Data to use —
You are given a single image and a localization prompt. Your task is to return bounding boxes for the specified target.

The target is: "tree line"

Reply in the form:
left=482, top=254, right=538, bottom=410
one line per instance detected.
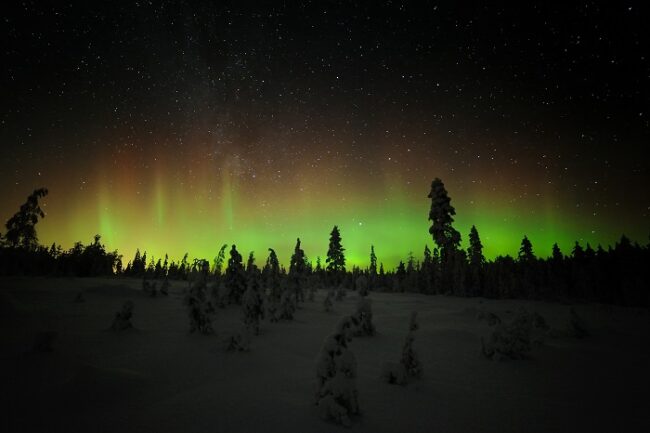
left=0, top=182, right=650, bottom=307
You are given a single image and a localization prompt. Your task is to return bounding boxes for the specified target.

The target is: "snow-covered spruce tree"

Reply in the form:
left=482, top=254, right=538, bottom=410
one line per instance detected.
left=142, top=277, right=158, bottom=298
left=226, top=326, right=251, bottom=352
left=481, top=311, right=534, bottom=360
left=381, top=311, right=422, bottom=385
left=567, top=307, right=589, bottom=338
left=111, top=301, right=133, bottom=331
left=355, top=275, right=368, bottom=296
left=262, top=248, right=282, bottom=322
left=287, top=238, right=307, bottom=303
left=242, top=278, right=264, bottom=335
left=184, top=260, right=214, bottom=334
left=225, top=244, right=246, bottom=304
left=323, top=288, right=334, bottom=313
left=325, top=226, right=345, bottom=286
left=400, top=311, right=422, bottom=378
left=160, top=276, right=171, bottom=296
left=352, top=296, right=375, bottom=336
left=334, top=283, right=347, bottom=301
left=316, top=317, right=359, bottom=426
left=275, top=287, right=296, bottom=320
left=307, top=276, right=320, bottom=302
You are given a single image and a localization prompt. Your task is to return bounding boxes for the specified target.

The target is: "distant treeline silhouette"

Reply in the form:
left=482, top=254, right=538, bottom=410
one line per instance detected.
left=0, top=179, right=650, bottom=307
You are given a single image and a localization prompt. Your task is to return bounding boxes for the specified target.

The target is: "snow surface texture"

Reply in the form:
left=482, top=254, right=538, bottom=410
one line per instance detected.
left=0, top=278, right=650, bottom=433
left=316, top=316, right=359, bottom=427
left=381, top=311, right=422, bottom=385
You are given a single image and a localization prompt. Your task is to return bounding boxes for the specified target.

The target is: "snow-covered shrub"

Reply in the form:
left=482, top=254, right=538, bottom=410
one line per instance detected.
left=211, top=279, right=230, bottom=308
left=567, top=307, right=589, bottom=338
left=352, top=297, right=375, bottom=336
left=160, top=277, right=171, bottom=296
left=400, top=331, right=422, bottom=378
left=356, top=275, right=368, bottom=296
left=381, top=311, right=422, bottom=385
left=111, top=301, right=133, bottom=331
left=316, top=317, right=359, bottom=426
left=476, top=310, right=501, bottom=326
left=409, top=311, right=420, bottom=332
left=335, top=284, right=347, bottom=301
left=242, top=280, right=264, bottom=335
left=226, top=327, right=251, bottom=352
left=481, top=311, right=534, bottom=360
left=323, top=289, right=334, bottom=313
left=381, top=361, right=407, bottom=385
left=185, top=272, right=214, bottom=334
left=142, top=278, right=158, bottom=298
left=276, top=290, right=296, bottom=320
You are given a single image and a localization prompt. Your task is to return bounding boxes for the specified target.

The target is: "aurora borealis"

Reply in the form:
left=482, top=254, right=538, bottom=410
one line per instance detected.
left=0, top=1, right=650, bottom=268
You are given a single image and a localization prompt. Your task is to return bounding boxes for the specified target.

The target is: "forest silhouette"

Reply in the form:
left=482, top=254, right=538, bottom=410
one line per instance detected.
left=0, top=178, right=650, bottom=307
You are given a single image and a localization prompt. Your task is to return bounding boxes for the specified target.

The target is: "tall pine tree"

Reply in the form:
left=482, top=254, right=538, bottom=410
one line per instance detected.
left=325, top=226, right=345, bottom=285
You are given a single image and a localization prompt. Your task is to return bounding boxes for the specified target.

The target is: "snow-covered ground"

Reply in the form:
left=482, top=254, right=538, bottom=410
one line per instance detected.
left=0, top=278, right=650, bottom=433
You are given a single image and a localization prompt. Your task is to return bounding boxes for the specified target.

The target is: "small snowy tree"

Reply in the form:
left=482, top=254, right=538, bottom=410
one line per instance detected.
left=276, top=289, right=296, bottom=320
left=335, top=283, right=347, bottom=301
left=323, top=289, right=334, bottom=313
left=226, top=326, right=251, bottom=352
left=481, top=310, right=534, bottom=360
left=352, top=297, right=375, bottom=336
left=242, top=279, right=264, bottom=335
left=355, top=275, right=368, bottom=296
left=160, top=276, right=171, bottom=296
left=316, top=317, right=359, bottom=426
left=225, top=244, right=246, bottom=304
left=567, top=307, right=589, bottom=338
left=185, top=261, right=214, bottom=334
left=111, top=301, right=133, bottom=331
left=381, top=311, right=422, bottom=385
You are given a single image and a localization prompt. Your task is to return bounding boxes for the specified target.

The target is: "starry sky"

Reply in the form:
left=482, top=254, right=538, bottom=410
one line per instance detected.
left=0, top=0, right=650, bottom=268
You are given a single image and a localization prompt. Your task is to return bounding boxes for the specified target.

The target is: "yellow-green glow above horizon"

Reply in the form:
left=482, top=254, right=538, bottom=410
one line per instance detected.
left=2, top=143, right=644, bottom=269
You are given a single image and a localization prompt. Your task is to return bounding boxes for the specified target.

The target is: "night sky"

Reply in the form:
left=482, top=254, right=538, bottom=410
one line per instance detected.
left=0, top=1, right=650, bottom=268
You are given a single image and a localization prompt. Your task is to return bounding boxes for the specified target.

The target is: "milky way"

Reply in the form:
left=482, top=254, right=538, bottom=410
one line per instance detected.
left=0, top=1, right=650, bottom=267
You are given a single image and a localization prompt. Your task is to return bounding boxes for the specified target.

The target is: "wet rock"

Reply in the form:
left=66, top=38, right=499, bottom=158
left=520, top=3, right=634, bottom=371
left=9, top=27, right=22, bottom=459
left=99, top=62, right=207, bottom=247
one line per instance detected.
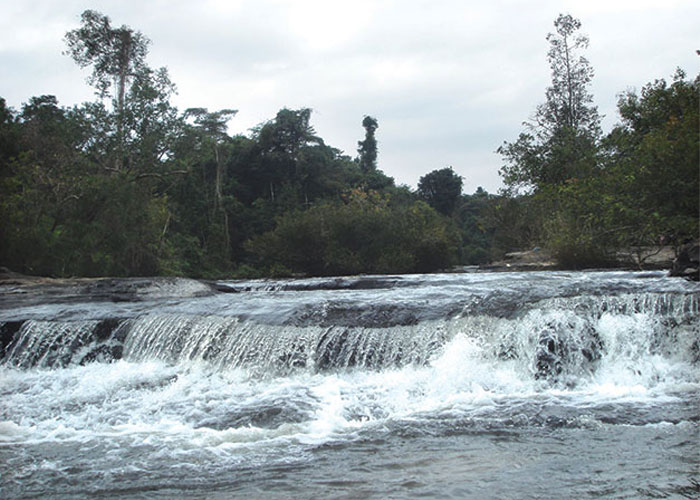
left=668, top=240, right=700, bottom=281
left=0, top=321, right=24, bottom=359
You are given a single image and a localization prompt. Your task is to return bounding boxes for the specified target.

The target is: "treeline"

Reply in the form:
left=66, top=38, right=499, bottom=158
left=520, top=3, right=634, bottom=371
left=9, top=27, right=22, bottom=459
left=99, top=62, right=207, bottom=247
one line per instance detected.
left=0, top=11, right=700, bottom=278
left=497, top=15, right=700, bottom=268
left=0, top=11, right=492, bottom=277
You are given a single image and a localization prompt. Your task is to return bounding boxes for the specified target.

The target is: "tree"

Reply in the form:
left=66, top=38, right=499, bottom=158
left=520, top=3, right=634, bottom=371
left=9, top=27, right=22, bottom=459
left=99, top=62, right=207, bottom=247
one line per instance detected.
left=357, top=116, right=379, bottom=174
left=185, top=108, right=238, bottom=208
left=65, top=10, right=150, bottom=171
left=604, top=69, right=700, bottom=250
left=497, top=14, right=600, bottom=191
left=418, top=167, right=462, bottom=216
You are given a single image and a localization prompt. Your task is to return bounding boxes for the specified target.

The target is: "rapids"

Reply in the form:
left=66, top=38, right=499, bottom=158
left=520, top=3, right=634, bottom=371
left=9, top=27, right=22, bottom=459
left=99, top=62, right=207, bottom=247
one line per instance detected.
left=0, top=272, right=700, bottom=498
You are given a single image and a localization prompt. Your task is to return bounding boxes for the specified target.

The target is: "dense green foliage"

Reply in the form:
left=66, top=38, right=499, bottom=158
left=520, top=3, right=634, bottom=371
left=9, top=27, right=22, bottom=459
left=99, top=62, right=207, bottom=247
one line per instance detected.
left=0, top=11, right=700, bottom=277
left=0, top=11, right=468, bottom=277
left=494, top=16, right=700, bottom=268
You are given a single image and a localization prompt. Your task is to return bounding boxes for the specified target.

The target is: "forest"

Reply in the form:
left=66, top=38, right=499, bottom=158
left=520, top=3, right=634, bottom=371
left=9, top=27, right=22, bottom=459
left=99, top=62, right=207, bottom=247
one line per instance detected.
left=0, top=11, right=700, bottom=278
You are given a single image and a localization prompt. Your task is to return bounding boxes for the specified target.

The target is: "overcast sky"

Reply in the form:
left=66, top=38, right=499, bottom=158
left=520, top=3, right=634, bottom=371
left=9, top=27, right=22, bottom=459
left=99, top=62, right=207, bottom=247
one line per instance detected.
left=0, top=0, right=700, bottom=193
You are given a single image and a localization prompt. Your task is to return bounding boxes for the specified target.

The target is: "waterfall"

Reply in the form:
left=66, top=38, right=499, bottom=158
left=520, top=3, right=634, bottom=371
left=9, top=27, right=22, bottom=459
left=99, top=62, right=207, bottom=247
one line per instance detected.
left=4, top=293, right=700, bottom=385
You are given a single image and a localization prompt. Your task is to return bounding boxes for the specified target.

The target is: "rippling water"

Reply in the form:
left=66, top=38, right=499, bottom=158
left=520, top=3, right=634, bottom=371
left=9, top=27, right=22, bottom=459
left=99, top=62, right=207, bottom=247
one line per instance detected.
left=0, top=272, right=700, bottom=498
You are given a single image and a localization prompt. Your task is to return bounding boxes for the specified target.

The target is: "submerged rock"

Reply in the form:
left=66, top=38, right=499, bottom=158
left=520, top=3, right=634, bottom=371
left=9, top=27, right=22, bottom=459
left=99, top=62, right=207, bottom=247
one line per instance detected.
left=668, top=240, right=700, bottom=281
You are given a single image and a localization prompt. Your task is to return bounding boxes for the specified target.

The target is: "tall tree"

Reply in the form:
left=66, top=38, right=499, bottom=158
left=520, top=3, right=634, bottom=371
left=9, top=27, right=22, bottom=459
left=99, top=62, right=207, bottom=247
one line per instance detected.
left=357, top=116, right=379, bottom=173
left=65, top=10, right=150, bottom=171
left=418, top=167, right=462, bottom=215
left=498, top=14, right=600, bottom=191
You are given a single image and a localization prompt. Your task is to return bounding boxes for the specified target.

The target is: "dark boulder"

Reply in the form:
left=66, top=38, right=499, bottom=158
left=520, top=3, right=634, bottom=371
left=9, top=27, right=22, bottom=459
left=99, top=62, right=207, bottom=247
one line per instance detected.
left=668, top=240, right=700, bottom=281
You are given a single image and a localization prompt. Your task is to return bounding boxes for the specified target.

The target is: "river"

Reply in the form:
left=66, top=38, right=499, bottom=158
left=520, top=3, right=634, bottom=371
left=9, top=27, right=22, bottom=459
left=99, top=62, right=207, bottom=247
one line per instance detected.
left=0, top=271, right=700, bottom=499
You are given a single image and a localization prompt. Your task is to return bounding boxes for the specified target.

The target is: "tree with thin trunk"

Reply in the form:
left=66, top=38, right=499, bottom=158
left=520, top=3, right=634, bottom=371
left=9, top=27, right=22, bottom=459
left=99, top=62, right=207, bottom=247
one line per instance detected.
left=497, top=14, right=601, bottom=192
left=65, top=10, right=150, bottom=171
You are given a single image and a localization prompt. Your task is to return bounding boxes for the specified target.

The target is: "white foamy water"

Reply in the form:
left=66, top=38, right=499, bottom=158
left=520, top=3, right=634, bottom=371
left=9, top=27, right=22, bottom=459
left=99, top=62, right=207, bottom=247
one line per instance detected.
left=0, top=273, right=700, bottom=498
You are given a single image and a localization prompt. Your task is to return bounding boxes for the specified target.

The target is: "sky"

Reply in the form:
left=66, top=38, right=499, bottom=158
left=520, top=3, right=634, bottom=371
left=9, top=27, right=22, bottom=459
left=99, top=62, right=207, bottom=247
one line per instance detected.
left=0, top=0, right=700, bottom=193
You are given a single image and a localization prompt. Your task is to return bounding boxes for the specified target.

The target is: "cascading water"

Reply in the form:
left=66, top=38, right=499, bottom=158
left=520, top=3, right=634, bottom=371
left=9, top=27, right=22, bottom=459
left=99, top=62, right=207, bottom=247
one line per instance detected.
left=0, top=272, right=700, bottom=498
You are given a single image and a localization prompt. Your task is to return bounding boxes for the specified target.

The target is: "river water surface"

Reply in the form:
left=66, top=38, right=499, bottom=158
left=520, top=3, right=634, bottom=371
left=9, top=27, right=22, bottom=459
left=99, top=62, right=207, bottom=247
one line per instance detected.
left=0, top=272, right=700, bottom=499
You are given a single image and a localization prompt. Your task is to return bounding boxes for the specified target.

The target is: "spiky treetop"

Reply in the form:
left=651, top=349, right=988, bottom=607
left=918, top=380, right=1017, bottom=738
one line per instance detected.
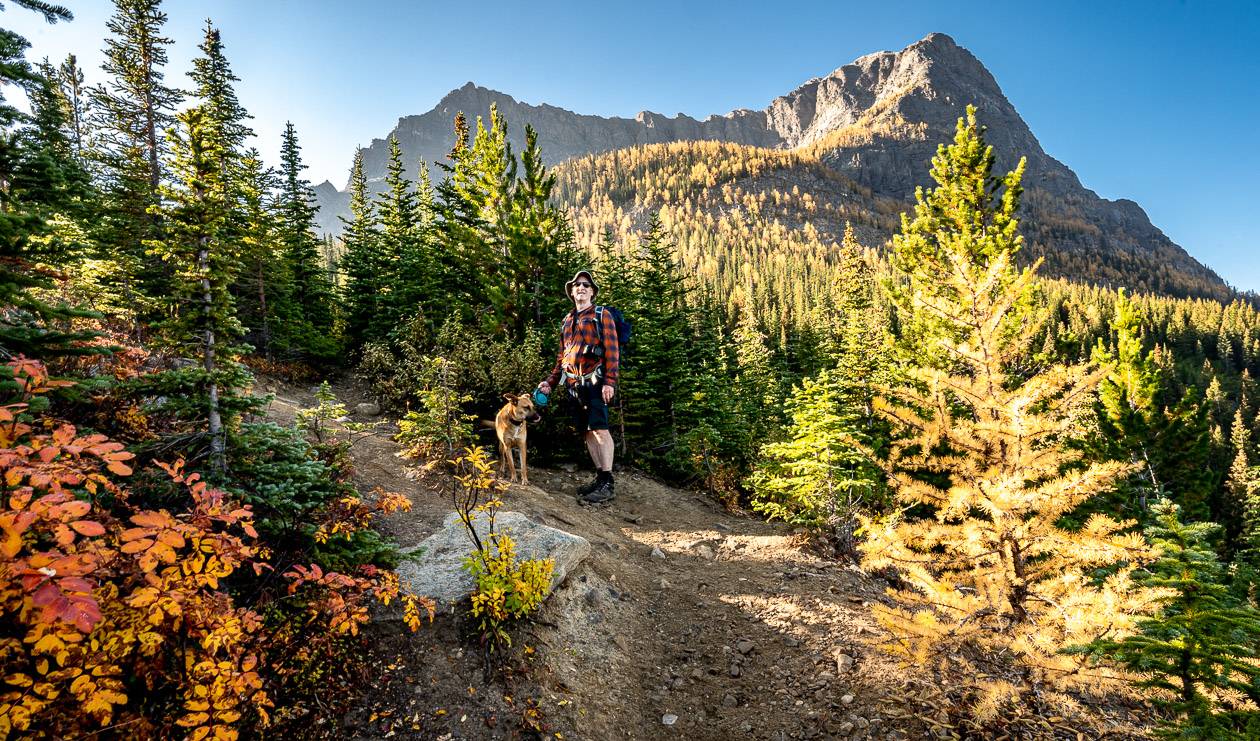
left=863, top=108, right=1152, bottom=717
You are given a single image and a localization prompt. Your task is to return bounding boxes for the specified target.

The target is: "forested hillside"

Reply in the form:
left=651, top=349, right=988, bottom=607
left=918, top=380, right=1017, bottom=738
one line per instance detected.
left=7, top=0, right=1260, bottom=740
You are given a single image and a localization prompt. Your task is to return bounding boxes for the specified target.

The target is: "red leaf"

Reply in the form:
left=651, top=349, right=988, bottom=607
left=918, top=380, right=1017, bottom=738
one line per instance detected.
left=71, top=519, right=105, bottom=538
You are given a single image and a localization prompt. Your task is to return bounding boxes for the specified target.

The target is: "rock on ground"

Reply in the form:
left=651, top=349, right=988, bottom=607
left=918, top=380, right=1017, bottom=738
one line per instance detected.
left=398, top=512, right=591, bottom=607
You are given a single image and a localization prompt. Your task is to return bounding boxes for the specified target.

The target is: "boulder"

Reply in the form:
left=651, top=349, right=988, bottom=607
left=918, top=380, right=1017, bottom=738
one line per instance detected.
left=398, top=512, right=591, bottom=607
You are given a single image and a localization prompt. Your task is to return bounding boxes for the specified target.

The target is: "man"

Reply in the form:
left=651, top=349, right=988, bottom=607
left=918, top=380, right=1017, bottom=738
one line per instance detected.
left=538, top=270, right=621, bottom=504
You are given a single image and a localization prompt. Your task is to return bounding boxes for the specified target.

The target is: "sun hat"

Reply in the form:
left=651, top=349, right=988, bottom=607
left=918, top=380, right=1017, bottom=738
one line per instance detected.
left=564, top=270, right=600, bottom=301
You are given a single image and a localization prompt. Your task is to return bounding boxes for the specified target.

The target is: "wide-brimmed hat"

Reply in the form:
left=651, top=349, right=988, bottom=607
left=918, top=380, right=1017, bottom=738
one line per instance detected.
left=564, top=270, right=600, bottom=301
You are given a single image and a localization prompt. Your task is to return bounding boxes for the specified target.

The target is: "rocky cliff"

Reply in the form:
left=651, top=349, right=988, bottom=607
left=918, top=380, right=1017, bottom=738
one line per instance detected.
left=316, top=34, right=1229, bottom=297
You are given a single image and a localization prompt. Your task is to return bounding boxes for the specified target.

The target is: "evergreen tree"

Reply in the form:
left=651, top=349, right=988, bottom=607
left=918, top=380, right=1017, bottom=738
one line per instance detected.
left=862, top=108, right=1152, bottom=718
left=368, top=136, right=418, bottom=338
left=619, top=214, right=697, bottom=471
left=147, top=107, right=252, bottom=478
left=1089, top=502, right=1260, bottom=741
left=491, top=125, right=580, bottom=339
left=91, top=0, right=181, bottom=338
left=272, top=124, right=336, bottom=360
left=341, top=147, right=392, bottom=349
left=1217, top=402, right=1256, bottom=552
left=0, top=8, right=99, bottom=357
left=436, top=107, right=515, bottom=324
left=189, top=20, right=253, bottom=170
left=731, top=305, right=784, bottom=451
left=231, top=149, right=289, bottom=359
left=748, top=371, right=882, bottom=553
left=1079, top=290, right=1211, bottom=518
left=54, top=54, right=88, bottom=161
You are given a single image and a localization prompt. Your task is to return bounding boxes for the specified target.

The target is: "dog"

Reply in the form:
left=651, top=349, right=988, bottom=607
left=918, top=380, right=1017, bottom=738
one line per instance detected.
left=481, top=393, right=541, bottom=484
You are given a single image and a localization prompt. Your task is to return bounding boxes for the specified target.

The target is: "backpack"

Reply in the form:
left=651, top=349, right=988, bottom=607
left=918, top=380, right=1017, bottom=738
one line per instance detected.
left=595, top=306, right=634, bottom=357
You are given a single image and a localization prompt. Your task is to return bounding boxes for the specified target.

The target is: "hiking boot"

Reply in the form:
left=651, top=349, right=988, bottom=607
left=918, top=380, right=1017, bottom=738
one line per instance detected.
left=582, top=478, right=617, bottom=504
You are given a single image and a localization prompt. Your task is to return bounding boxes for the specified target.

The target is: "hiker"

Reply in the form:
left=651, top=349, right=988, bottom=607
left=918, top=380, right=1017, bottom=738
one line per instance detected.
left=538, top=270, right=621, bottom=504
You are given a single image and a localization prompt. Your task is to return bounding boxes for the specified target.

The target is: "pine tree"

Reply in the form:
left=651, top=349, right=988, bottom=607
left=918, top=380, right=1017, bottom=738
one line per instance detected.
left=1087, top=502, right=1260, bottom=741
left=89, top=0, right=181, bottom=338
left=1218, top=402, right=1256, bottom=552
left=0, top=11, right=99, bottom=358
left=368, top=136, right=418, bottom=338
left=748, top=371, right=882, bottom=553
left=862, top=108, right=1152, bottom=718
left=617, top=214, right=697, bottom=470
left=273, top=124, right=338, bottom=360
left=189, top=20, right=253, bottom=168
left=341, top=150, right=392, bottom=349
left=54, top=54, right=89, bottom=161
left=232, top=149, right=289, bottom=359
left=731, top=305, right=784, bottom=451
left=436, top=106, right=517, bottom=325
left=491, top=125, right=580, bottom=339
left=149, top=107, right=251, bottom=478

Exercise details —
Copy each line above that contains the string "silhouette", counting only matches with the same capitalization.

Result of this task —
The target is: "distant treeline silhouette"
The target is: "forest silhouette"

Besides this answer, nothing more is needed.